Dear Little Wenker, 

I’ve been dating a girl for six months now and we’ve hit a snag. Everything was going great at first—breakfast in bed, couples’ trivia night—we’re even thinking about getting a cat! But all of a sudden, she’s started doing this thing where she talks to me like I’m a kid. Well, more like I’m a small animal, actually: a dog. My friends say I’m crazy—that she’s just being affectionate—but she even scratches my head sometimes and calls me a “good boy.” I overlooked it for weeks, but she called me “Champion” the other day during sex. I was pretty into it, ngl, until I saw from a Facebook memory that “Champion” was her greyhound’s name as a kid. 

I love her, I really think I do, but honestly it’s sort of emasculating. I don’t want to be treated like an animal anywhere but the bedroom. Help me??

Sincerely, 
Man’s Best Friend

Dear Man’s Best Friend, 

It takes a lot of courage for a man to ask for help. Thank you for being so brave.

**TASK A**
Show each line of the entries that contains the word "wood", treating uppercase and lowercase letters as distinct.
The advice column has no connection to the entries that follow it.

**EXTRACTED INFORMATION**
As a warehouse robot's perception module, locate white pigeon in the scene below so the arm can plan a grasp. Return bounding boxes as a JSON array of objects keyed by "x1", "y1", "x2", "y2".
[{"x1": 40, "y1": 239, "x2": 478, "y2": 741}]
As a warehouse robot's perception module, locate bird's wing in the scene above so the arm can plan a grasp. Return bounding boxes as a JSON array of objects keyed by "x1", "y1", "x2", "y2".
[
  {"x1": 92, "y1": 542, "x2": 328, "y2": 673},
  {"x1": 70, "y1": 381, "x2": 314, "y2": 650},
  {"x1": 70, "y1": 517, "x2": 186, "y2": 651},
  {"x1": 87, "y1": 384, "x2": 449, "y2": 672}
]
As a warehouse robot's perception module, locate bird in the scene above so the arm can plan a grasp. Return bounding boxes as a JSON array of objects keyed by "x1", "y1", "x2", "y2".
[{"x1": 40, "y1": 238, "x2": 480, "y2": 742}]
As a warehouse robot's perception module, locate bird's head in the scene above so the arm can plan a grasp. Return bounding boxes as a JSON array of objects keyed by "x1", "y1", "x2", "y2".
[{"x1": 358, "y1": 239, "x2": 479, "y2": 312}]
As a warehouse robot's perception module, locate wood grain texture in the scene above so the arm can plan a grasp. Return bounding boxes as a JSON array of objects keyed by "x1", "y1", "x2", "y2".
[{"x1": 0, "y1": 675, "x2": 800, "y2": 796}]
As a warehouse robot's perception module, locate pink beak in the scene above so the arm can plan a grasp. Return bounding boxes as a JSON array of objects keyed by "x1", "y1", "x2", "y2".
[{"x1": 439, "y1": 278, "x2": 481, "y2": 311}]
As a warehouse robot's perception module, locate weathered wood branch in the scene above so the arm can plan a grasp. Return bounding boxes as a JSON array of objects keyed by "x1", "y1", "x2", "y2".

**TASK B**
Take the advice column above further, picking up right after its final sentence.

**FINAL RESULT A**
As a warehouse robot's perception module, locate wood grain texture in the scene above so the arm can plan a grasp. Return bounding boxes as a JSON array of objects keyed by "x1", "y1", "x2", "y2".
As a warehouse robot's perception module, locate weathered wood branch in the scene above so the arm can plan a grasp. Return bounding boxes as a JSON array of objects keyed by "x1", "y1", "x2", "y2".

**FINAL RESULT B**
You have two options. Let’s begin with some questions—spoiler, this is the harder option. Who makes breakfast in bed every weekend? By couples’ trivia, do you really mean asking her to guess how many collective situps the bros can do without hurling after speed-eating McRibs and chugging your secret cocktail “gut bust?” And do you really think a cat will keep her from leaving if you continue to forget her mom has celiac before every Sunday night supper and isn’t just a “sourdough snob?” I want you to answer these questions and then be honest: do you need training? Because it seems she is trying her best to house-train you, and you are just peeing wherever you’d like. 

If you’re not interested in relationship work, instead embrace your new role. You might be surprised at how much you like being on a leash, and you will definitely learn more uses for your tongue than you ever imagined. Jump on the couch, dig in the yard, steal food off the counter. Maybe you won’t be such a good boy to her anymore … but always make sure to wag that tail so she knows you’re veryyyyyy excited she’s home. 

Report back soon—and I’m talking dog years soon.